◆ Direction
All lines from the line containing "For every instance of the backpack" up to and including the last line of the listing below should be echoed exactly; no other lines belong in the response.
----- Extracted material
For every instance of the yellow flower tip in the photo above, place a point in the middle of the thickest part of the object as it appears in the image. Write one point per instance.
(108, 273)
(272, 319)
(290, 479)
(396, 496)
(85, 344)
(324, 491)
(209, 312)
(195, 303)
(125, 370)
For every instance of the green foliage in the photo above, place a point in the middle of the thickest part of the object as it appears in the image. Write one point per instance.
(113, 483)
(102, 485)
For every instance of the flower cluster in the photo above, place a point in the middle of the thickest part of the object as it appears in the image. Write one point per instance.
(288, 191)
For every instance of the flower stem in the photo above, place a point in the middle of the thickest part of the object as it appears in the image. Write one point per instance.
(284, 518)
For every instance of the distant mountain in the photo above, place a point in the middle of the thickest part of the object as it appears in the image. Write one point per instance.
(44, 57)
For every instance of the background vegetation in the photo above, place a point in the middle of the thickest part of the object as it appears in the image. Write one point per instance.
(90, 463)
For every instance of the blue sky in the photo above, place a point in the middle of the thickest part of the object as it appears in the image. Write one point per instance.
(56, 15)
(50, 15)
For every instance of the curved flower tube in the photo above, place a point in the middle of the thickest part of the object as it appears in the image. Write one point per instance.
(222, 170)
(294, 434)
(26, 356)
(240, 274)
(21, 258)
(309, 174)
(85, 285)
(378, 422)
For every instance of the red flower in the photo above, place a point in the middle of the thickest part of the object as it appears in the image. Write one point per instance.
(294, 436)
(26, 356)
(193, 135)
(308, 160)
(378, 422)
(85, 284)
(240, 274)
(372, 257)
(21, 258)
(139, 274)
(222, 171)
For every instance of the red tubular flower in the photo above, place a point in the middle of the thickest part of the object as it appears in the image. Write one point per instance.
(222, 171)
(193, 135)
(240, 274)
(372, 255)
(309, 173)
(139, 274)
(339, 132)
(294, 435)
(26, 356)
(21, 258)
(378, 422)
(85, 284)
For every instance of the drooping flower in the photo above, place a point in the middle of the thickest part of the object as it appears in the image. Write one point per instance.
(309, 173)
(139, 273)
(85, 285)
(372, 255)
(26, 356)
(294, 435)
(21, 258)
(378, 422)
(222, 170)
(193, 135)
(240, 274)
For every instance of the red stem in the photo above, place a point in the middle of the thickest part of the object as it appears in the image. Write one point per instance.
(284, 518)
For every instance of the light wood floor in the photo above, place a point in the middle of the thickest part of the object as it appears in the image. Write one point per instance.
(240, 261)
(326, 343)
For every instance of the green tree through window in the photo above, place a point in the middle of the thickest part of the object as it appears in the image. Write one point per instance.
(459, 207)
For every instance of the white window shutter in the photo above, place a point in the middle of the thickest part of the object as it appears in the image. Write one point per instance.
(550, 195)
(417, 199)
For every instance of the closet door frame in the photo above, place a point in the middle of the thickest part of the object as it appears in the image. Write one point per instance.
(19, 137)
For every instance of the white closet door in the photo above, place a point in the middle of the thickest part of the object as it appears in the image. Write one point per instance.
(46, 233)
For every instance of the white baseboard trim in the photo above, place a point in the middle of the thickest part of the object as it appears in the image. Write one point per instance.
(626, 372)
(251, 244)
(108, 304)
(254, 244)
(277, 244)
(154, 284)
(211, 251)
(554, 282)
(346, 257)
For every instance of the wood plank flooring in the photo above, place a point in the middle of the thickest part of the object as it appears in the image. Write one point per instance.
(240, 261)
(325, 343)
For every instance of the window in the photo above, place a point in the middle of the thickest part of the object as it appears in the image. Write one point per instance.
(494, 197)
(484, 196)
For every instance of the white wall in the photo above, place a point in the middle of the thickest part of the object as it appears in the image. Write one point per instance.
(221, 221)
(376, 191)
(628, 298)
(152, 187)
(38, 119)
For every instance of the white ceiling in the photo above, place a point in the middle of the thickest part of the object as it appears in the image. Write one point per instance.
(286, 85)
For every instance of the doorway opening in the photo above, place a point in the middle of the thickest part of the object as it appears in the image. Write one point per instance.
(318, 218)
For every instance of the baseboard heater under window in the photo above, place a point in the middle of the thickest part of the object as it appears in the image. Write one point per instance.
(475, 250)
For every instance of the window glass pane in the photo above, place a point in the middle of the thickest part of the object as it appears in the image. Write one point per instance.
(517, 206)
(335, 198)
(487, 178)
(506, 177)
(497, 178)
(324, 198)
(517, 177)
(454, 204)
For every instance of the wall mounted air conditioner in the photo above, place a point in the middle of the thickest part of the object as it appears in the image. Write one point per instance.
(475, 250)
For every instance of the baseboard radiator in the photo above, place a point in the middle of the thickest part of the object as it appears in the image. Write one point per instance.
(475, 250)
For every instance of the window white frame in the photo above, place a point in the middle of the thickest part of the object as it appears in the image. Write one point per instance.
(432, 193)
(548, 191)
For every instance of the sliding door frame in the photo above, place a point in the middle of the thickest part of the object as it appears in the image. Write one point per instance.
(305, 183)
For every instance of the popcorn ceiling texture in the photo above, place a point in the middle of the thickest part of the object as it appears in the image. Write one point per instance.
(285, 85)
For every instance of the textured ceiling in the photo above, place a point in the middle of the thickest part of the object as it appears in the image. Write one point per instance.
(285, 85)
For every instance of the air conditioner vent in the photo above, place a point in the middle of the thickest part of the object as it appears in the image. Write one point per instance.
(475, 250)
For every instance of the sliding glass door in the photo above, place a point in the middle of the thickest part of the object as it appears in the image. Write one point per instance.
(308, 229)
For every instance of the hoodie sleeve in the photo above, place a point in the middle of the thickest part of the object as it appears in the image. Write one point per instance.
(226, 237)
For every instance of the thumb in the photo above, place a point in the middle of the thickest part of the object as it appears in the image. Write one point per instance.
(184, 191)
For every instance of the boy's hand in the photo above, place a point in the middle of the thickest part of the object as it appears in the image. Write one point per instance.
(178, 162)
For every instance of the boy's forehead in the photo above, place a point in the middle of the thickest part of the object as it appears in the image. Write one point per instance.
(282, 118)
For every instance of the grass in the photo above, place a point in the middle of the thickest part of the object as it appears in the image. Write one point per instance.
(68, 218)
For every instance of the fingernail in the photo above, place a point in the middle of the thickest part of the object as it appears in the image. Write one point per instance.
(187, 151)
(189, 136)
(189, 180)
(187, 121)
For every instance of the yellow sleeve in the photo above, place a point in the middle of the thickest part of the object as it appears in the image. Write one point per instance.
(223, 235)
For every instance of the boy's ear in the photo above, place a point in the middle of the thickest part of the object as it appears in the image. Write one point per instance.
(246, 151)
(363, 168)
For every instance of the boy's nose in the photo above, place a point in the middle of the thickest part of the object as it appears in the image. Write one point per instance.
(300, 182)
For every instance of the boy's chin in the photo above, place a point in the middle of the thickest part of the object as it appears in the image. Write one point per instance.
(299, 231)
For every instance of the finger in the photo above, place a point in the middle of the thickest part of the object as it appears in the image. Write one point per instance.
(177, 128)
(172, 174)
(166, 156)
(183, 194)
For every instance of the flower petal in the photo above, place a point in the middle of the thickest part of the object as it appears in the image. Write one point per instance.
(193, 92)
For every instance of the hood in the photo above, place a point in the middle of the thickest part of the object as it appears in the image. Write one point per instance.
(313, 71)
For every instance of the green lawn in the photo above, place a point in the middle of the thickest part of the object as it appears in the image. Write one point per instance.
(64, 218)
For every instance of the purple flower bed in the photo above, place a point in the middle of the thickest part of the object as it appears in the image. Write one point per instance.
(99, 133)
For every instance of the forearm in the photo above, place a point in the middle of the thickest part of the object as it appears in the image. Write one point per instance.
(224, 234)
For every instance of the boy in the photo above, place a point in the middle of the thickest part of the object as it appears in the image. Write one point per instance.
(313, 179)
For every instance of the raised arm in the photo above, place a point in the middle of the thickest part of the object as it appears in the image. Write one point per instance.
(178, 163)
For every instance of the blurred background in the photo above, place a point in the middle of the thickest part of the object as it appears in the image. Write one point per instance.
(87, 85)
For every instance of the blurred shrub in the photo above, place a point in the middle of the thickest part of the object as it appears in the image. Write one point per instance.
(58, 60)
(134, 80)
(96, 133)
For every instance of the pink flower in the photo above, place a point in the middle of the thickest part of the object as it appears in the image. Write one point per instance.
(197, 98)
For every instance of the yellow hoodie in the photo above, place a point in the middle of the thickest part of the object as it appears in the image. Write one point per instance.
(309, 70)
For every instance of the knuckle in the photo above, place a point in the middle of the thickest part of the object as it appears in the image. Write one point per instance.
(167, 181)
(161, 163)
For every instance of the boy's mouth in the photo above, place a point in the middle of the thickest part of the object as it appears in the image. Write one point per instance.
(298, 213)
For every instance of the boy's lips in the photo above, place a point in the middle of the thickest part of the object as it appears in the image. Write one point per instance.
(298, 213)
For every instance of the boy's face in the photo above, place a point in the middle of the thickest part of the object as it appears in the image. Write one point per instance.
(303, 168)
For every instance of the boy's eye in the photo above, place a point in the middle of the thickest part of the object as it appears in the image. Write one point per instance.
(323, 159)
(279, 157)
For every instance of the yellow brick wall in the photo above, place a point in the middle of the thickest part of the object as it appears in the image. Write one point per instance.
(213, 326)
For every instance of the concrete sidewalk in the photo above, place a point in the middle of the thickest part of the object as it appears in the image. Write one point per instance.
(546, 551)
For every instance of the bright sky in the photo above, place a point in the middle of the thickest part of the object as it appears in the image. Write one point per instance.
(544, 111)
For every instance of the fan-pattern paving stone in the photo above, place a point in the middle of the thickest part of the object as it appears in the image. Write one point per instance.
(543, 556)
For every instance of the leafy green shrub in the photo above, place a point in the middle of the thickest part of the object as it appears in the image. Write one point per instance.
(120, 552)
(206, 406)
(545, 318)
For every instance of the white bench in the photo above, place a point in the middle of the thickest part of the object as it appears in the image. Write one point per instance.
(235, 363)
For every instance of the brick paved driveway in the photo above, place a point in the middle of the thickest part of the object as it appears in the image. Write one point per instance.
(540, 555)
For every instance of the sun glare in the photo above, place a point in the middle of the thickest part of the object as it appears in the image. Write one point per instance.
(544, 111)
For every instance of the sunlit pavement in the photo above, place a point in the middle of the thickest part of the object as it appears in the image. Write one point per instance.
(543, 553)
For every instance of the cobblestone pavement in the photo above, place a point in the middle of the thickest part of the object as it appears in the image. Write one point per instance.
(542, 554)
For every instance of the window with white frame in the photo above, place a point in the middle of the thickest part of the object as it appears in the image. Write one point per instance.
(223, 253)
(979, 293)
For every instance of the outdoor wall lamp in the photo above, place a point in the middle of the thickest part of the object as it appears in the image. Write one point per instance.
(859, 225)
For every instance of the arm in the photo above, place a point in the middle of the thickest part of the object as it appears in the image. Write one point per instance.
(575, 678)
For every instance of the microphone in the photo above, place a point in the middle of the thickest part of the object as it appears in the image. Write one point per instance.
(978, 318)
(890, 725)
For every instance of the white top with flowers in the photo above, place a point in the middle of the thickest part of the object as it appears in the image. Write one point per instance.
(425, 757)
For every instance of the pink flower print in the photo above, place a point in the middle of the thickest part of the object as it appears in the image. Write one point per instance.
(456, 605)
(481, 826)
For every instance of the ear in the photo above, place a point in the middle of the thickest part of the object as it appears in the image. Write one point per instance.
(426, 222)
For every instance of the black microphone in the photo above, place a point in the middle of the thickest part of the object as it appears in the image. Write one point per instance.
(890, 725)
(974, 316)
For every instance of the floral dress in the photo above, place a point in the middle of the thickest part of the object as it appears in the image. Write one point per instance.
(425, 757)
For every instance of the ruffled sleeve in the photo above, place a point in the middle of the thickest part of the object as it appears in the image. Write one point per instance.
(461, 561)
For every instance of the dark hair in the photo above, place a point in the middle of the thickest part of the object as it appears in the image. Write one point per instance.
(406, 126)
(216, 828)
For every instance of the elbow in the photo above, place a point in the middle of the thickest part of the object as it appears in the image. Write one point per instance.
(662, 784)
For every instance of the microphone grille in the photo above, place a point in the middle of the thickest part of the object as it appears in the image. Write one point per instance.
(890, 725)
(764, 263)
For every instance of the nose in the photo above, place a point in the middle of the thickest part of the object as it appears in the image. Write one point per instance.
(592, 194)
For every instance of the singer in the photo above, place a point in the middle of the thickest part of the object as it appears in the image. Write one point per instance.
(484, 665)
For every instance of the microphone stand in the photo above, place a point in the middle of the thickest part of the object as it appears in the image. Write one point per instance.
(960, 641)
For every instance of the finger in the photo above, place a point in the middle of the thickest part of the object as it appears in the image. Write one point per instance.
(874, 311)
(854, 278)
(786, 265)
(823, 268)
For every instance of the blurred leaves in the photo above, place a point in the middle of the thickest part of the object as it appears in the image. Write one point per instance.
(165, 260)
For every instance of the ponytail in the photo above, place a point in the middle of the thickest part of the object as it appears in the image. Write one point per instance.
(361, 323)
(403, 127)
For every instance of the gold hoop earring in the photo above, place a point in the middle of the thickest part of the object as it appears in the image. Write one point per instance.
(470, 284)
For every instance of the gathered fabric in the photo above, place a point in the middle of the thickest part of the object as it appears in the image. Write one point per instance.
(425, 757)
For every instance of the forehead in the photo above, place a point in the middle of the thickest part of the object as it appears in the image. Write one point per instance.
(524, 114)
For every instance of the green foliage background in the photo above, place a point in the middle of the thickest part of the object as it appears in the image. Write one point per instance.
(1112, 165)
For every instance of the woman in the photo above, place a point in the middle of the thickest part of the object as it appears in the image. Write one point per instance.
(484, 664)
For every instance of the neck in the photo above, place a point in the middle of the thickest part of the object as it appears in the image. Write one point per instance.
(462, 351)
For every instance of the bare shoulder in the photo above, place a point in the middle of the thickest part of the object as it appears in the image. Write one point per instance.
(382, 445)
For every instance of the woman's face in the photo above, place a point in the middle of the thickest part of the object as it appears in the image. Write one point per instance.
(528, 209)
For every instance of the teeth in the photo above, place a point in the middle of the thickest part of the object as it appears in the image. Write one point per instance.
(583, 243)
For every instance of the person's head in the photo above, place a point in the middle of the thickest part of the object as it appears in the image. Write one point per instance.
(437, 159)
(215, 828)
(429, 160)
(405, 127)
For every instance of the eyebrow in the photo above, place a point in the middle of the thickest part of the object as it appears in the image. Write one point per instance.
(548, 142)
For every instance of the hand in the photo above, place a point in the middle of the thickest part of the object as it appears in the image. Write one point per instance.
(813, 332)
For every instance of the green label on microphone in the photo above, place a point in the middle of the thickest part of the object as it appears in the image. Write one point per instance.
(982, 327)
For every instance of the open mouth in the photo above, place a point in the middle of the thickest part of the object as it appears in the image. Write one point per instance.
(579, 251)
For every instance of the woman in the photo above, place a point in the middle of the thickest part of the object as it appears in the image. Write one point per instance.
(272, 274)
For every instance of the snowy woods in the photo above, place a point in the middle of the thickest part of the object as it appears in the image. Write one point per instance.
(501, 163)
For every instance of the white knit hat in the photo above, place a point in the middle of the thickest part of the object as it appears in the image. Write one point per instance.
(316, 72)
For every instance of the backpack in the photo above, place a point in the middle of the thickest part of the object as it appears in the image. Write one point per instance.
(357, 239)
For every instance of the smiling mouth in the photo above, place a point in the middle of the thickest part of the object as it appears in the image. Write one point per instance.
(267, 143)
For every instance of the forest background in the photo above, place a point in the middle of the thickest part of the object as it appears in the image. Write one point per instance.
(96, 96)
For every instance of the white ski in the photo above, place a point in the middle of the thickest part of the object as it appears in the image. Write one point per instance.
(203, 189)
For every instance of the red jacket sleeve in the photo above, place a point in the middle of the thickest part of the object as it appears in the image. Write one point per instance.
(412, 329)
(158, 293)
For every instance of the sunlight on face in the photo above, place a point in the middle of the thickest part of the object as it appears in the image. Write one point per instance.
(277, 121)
----------
◆ Finished task
For every instance of the backpack in the photo above, place a point in the middle of the thickest part of the object as it appears in the image. Write one point per instance.
(357, 239)
For every instance of the smiling mouth in the photo above, place a point in the middle of the thickest part of the object as it appears in the image. Write one point per instance.
(267, 143)
For every instance of the forest background in the photo above, place a point in the middle of the thickest part of the object as it appears in the image. Write one point per instance.
(96, 96)
For every instance of the white ski in the photo above, place a point in the middle of the thickest part of the object as it appears in the image. Write one point per instance.
(203, 189)
For every instance of the red jacket sleeve in the photo above, place a point in the middle of the thickest part of the object as it appears in the image. Write one point per instance.
(412, 329)
(158, 293)
For every instance of the sunlight on face in the photo above, place a point in the middle of the thickest part of the object as it appears in the image. Write one point per instance.
(277, 121)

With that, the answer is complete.